Region annotation entries:

※ ※ ※

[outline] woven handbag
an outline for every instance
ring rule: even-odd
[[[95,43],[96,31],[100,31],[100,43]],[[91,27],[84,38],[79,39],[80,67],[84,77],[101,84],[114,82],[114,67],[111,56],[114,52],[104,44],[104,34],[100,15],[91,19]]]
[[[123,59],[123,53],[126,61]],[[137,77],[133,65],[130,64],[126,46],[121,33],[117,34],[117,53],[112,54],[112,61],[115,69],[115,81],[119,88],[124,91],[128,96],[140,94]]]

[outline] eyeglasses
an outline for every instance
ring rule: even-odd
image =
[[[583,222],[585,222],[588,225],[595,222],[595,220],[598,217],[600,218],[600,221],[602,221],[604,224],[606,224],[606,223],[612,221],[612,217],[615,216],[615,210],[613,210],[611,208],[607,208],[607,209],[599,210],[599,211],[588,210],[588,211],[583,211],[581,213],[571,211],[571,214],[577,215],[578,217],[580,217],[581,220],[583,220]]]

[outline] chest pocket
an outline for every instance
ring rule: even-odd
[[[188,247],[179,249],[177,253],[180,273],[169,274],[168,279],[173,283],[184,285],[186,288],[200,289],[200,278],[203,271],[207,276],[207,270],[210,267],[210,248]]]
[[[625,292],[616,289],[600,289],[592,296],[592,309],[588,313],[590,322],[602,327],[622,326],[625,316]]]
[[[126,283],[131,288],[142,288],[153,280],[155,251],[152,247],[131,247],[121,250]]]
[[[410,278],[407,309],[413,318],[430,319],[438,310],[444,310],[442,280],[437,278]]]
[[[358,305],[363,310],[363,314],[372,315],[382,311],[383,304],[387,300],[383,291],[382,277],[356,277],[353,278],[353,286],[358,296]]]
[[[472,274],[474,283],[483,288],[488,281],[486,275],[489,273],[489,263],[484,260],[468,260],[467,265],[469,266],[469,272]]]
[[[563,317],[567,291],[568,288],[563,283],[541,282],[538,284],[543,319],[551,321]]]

※ ※ ※

### The task
Please print, character for character, the stretch above from the line containing "[outline] chest pocket" through the last line of the entries, including both ends.

### Task output
[outline] chest pocket
an outline for every instance
ring rule: even-odd
[[[188,247],[179,249],[177,253],[180,273],[169,274],[168,279],[173,283],[184,285],[186,288],[200,289],[200,278],[203,271],[207,276],[207,270],[210,267],[210,248]]]
[[[625,292],[616,289],[600,289],[592,296],[592,309],[588,313],[590,322],[602,327],[622,326],[625,316]]]
[[[126,283],[131,288],[142,288],[153,280],[155,251],[152,247],[131,247],[121,250]]]
[[[410,278],[407,309],[413,318],[430,319],[438,310],[444,310],[442,280],[437,278]]]
[[[358,305],[363,310],[363,314],[372,315],[382,311],[383,304],[387,300],[383,291],[382,277],[356,277],[353,278],[353,286],[358,296]]]
[[[472,274],[474,283],[483,288],[488,281],[486,275],[489,273],[489,263],[484,260],[468,260],[467,265],[469,266],[469,272]]]
[[[563,317],[567,291],[568,288],[563,283],[541,282],[538,284],[543,319],[551,321]]]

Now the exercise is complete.